### WHAT YOU ARE ASKED TO DO
Your task is to restate every entry below word for word and omit the images.

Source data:
##########

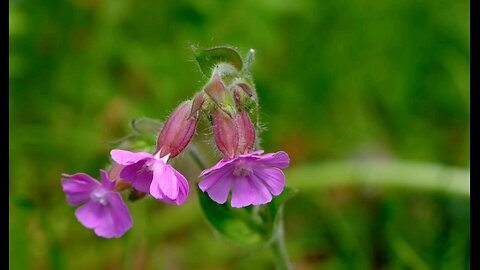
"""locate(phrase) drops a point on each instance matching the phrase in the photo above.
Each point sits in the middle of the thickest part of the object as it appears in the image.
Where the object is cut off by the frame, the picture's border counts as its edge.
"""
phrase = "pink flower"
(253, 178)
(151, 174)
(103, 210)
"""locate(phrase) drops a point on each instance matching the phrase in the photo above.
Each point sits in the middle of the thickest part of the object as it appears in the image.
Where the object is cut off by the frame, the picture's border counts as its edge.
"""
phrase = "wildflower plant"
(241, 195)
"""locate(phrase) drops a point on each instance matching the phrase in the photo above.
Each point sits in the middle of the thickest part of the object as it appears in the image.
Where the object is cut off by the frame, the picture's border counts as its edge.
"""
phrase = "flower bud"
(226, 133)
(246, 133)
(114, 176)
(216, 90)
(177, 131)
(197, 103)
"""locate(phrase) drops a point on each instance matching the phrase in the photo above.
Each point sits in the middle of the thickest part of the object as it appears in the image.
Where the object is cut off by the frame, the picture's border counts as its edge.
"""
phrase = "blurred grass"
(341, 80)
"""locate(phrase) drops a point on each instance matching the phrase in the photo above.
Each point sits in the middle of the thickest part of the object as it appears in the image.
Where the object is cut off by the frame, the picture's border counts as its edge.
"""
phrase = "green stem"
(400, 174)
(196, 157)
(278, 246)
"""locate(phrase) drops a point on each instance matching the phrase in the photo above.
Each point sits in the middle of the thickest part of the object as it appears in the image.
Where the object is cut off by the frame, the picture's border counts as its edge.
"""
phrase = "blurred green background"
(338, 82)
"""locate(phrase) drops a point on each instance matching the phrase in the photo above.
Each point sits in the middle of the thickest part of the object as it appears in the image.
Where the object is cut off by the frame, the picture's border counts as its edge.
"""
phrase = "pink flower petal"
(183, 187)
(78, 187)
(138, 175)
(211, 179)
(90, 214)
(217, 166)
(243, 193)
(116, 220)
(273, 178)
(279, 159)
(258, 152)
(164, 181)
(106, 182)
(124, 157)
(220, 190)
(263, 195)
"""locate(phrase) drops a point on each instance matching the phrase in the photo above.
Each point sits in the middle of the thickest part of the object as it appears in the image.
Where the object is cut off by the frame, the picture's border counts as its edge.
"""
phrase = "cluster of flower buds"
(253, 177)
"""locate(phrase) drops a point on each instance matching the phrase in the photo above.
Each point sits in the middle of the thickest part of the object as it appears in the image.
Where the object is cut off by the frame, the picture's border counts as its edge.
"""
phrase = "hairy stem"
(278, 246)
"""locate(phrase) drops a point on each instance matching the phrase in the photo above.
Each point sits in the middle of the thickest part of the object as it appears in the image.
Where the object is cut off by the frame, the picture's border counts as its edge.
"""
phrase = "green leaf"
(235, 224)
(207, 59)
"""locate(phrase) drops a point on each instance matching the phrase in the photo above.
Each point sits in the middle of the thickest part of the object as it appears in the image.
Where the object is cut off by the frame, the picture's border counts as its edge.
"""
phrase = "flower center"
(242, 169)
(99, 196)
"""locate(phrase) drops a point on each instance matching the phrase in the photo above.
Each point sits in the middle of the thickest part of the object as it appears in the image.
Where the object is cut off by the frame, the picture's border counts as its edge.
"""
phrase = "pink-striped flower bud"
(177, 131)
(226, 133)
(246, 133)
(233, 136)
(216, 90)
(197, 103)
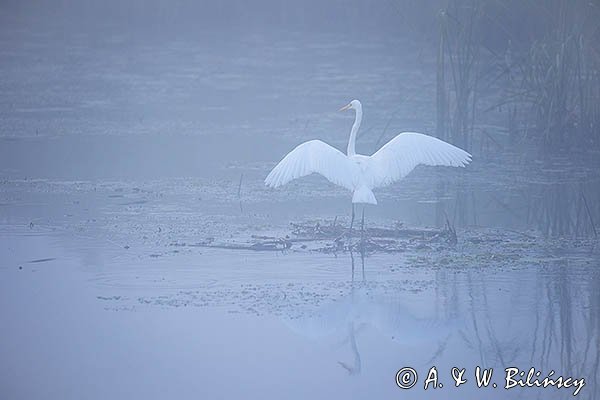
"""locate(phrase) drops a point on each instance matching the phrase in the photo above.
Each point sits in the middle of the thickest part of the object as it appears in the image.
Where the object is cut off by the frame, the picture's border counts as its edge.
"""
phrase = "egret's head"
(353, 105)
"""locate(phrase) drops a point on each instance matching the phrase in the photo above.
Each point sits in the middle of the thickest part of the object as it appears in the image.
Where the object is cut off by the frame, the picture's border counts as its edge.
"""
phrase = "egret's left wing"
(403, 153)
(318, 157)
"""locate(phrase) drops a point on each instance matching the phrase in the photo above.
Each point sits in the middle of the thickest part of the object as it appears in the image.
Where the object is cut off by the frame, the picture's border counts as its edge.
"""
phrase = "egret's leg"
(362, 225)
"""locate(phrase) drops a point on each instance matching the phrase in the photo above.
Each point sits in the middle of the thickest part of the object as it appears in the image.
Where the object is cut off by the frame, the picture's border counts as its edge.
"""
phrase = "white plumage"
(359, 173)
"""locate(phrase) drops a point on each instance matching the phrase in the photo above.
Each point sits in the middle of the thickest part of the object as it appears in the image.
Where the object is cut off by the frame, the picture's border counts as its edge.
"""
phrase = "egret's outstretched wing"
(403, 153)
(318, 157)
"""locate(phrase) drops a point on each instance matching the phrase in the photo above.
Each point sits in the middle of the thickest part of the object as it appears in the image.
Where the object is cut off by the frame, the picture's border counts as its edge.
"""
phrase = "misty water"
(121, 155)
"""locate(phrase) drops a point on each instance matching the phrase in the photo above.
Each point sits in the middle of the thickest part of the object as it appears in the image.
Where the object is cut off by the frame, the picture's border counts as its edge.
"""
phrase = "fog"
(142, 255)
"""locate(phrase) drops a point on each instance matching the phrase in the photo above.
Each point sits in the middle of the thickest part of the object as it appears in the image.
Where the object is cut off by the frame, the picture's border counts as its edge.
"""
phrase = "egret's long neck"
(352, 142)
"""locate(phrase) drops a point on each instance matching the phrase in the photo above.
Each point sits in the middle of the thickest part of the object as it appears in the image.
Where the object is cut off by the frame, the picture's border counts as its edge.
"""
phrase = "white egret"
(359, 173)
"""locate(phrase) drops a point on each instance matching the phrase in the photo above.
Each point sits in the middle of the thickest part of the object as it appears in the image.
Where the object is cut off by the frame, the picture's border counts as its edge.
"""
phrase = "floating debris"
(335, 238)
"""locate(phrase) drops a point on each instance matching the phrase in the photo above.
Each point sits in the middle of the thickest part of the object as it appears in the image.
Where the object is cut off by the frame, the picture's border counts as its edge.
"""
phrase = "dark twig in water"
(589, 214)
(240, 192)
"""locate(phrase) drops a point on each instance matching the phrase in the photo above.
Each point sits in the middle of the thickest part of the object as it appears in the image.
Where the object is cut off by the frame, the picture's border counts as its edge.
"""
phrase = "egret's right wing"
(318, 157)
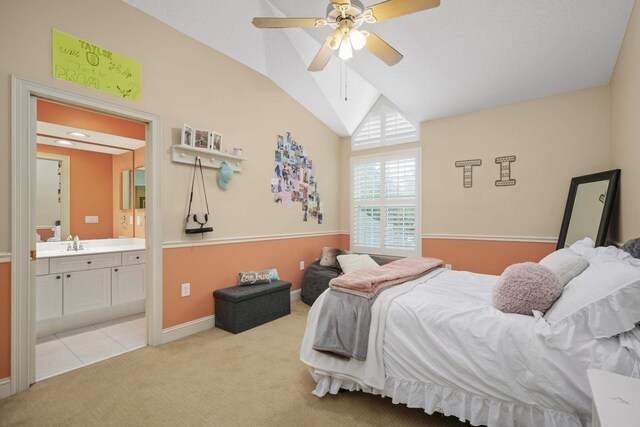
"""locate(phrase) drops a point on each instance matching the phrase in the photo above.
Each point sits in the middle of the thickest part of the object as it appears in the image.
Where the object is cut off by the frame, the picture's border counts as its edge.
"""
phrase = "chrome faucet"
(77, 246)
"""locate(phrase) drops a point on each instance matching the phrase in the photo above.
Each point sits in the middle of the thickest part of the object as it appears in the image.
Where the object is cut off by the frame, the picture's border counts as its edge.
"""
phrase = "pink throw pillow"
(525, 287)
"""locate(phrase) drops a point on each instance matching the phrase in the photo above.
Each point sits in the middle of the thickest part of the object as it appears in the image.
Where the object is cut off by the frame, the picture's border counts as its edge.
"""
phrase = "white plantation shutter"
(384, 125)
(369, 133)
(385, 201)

##########

### RESULT FOR THIS TASK
"""locate(phrase) drops a point on each instance matching the phrase in the photo above.
Each point sits in the middle of the thickest part of the object as it appears in the image.
Where the object is cut off by the frame, the picture's border counts as its edge.
"""
phrase = "pink flower"
(253, 178)
(151, 174)
(103, 210)
"""locate(phrase) drops a point on each instance matching the phrase in the photo above.
Each point sits in the middle of the thickest part of the object as it appears in the image.
Where the object is cut off by the frame, the picture's border counts as its edge.
"""
phrase = "wildflower plant"
(241, 195)
"""locate(phrase) drops a point on each instance matching the phrase in the photo above.
Each point sits in the middle of the thickest part of the object as it appears in the image.
Where the object is cut off by the frame, the picture's border counts as its edge.
"""
phrase = "flower bud"
(226, 133)
(246, 133)
(114, 176)
(216, 90)
(177, 131)
(197, 103)
"""locate(phrase) drops a point on each instance matching the phrase in the photo above.
Each point sits in the middle of the thickest part of the object as it appears in the image.
Where the object is cut off by the frame, the picture's border counts as its edge.
"""
phrase = "blurred grass"
(341, 80)
"""locate(phrase) drops a point on each instance matching the phrase in the photo above.
Each point sits in the middle of the thickest part of the object as it appears in the image.
Where the object is cut off by the frame, the picture's border counts as its edge.
"""
phrase = "green stem"
(400, 174)
(196, 157)
(278, 246)
"""locate(phrase) drops a point on each instance matching the phrase in the photo above.
Each point sits in the middle of the thickest part of the object as it appears in the image.
Where the object is cut off by the frame, the picture's border counts as its edge.
"""
phrase = "blurred green background"
(338, 82)
"""locate(phrase) drops a point on each instance matching the phrase in the photo above.
Each point sits in the middle of the thickest part of the object as it appears in the image.
Where the object is cut off by the frame, the picture's border counts as its edge.
"""
phrase = "pink flower petal"
(183, 187)
(78, 187)
(138, 175)
(211, 179)
(90, 214)
(217, 166)
(243, 193)
(116, 220)
(273, 178)
(279, 159)
(258, 152)
(164, 181)
(106, 182)
(124, 157)
(220, 190)
(263, 195)
"""locate(phrase) drops a point on each instance matching the phrase in the photo above.
Each point sits in the middle of the thickest part of the object as it appears in the image.
Where the object is cut off by the frame, the picture's border counts as its edge.
"""
phrase = "cluster of flower buds"
(253, 177)
"""locate(phrase) drops a point on each instance matching the phrase in the photo above.
Each point sits in the middle of the thickest part of the object as it appears in the image.
Where the object is cut off by the frame, the picture's border counts as its edge.
"""
phrase = "hairy stem"
(278, 246)
"""locate(phrase) drops a point on each instance matching the phrase in the photo above.
Each point sits in the middle of the thickest part of the object as it appears in the image.
Where the object is cut off by the frame, the picture's border counts as its edge.
"""
phrase = "green leaf"
(235, 224)
(207, 59)
"""locate(phrase) drops a point on each instance matching the phrase in the photo above.
Each point sits in the middle of the thickest part of the object as it appears in the image.
Where the object is cut off by the frame, the picture's border counts as its edge.
"""
phrase = "flower center"
(242, 169)
(99, 196)
"""locate(phrase) drops a point on each instance matching the phrase in the photo above.
Each point sits in the middle of the thickest part of the object as it appears in the image.
Where the object is cut off by the frame, the picture's border counts as its edge.
"""
phrase = "pink-striped flower bud"
(177, 131)
(226, 133)
(246, 133)
(233, 136)
(216, 90)
(197, 103)
"""locate(phrase) drops a point on each instance matching the phrase in the photo above.
Each point sits in the middle of the thickest part of the object as it appears in the image.
Where the object is cut off by the frame, the picture's border counts as its edge.
"""
phrase = "egret's head"
(353, 105)
"""locate(phrase) drops a point on each instance matching the phrase in the photo above.
Each point sits in the middle of the thickest part of the object as it appears in the image.
Where the object is cut off by the frame, the picture's border counts as its edge.
"""
phrase = "egret's left wing"
(403, 153)
(318, 157)
"""locate(phrase) drops a point on each instance matching the phrase in the photo above.
Each point sits in the middle of the thickest part of the object as it appears in the image.
Where the object is cut off by the frame, the picture's border counts as its edge.
"""
phrase = "egret's leg"
(362, 225)
"""locate(phrase) drops a point on each instance matching the phrase in the photo above.
Each point sits in the middle of the thickest part of the object as it appears in the image.
Where the object is cut off by the frame, the picture's border counts as its edge.
"""
phrase = "white plumage"
(359, 173)
"""locate(phrase) drops a point on each instance matching the phrase in the photo above.
Each point sits in the middle of the thickest part of the object as it appears in the image.
Where the object is cut off by the frame, the picture's border counts as its edge.
"""
phrase = "egret's outstretched wing"
(403, 153)
(318, 157)
"""locate(phrase) drops a point on each instance matching the phrase in the photo above.
Each point sits in the middle of the thickest part of the object as it appears in the image.
Where the object is cut off by the frame, the picture's border counts as its edge.
"""
phrase = "misty water"
(121, 155)
"""locate(phrase) drops a point on each instance matching the phrase in the photo above.
Each point sits in the middle of the thickest part of the object as it appears in the image.
Where the object is cut off by the frame, the picture's border counts as its edge.
"""
phrase = "fog"
(142, 255)
"""locate(phrase) drops a point on each instance matching the phrase in the photo above.
Each point sits in the middle of the thickest part of the object as it appears in the image.
Where the object is cut off by the frame, the picture's border counts as its edge.
"""
phrase = "egret's long neck"
(352, 142)
"""locate(phrase) drops a point on each instance matching the phrase in the photo above.
Each point sits in the middle of the thickest part of the object as it appears in the image.
Where the object is cut off by the frame, the picture's border counts as its edge.
"""
phrase = "white egret"
(359, 173)
"""locate(phrase) drops a point on each instance matching the phrase in the photo above.
Each point sits in the middle of the thickest part of the object as it appears in the image.
Where the object is cut off by the frame, the picture's border counts as its edge.
"""
phrase = "floating debris"
(335, 238)
"""locate(phrase) drops a point on each instance matching the phrase in the photo above.
Each point sits in the middle of the thickest part of the object as it appears in the image.
Where the object is cut off by the frame, the picture's border counts as its edge.
"""
phrase = "dark twig in water"
(589, 214)
(240, 192)
"""locate(phrase) drops a point on each instance matching the phrase in the photo above.
Each point sits in the middle of the thickest part of the object as it appears in the image.
Where the object is cut off by the frame, the picture's border counts as its edge.
"""
phrase = "egret's right wing"
(318, 157)
"""locate(phrase) drops a point on each instance matching the phrase in the photo above.
Each point sits in the middle of the thickest part of the object as it appears in the image.
Where the object is cut off by the frame, the picture's border counts as its edge.
"""
phrase = "chrome faucet"
(77, 246)
"""locate(phrase) drops a point on each instance matching the phrase in the photo above.
Each point sits in the middle of the thickest part of the object as it appears in the image.
Where the object is cut off by the frame, the picture's border counts as its edge.
"""
phrase = "pink throw pillow"
(525, 287)
"""locate(phrase) drops a point on each instance matching the phrase in the photo above.
Each point sits in the middle of the thickest part of the object as it appears in the image.
Where the object is cut off by the frame, the picture's border counts as its edge.
"""
phrase = "white plantation shutter"
(384, 125)
(369, 133)
(385, 201)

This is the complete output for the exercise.